* [WHAT YOU NEED TO DO]: Return every line of the records below unchanged, leaving the pictures out of your answer.

-------- ENTRIES SHOWN --------

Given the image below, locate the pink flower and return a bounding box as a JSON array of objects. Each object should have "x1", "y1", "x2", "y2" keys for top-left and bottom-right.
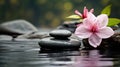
[
  {"x1": 75, "y1": 12, "x2": 114, "y2": 47},
  {"x1": 75, "y1": 7, "x2": 94, "y2": 19}
]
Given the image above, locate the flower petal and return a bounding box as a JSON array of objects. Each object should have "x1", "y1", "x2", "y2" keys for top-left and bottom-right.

--------

* [WORKED SOLUTION]:
Given the image below, locate the pink flower and return a bounding box as a JSON array of objects. Each object should have "x1", "y1", "x2", "y2" keys for top-left and bottom-right.
[
  {"x1": 75, "y1": 12, "x2": 114, "y2": 47},
  {"x1": 75, "y1": 7, "x2": 94, "y2": 19}
]
Given the image above, locate the flower petal and return a bounding box as a JSON array of objects. Each object should have "x1", "y1", "x2", "y2" keys for top-left and bottom-right.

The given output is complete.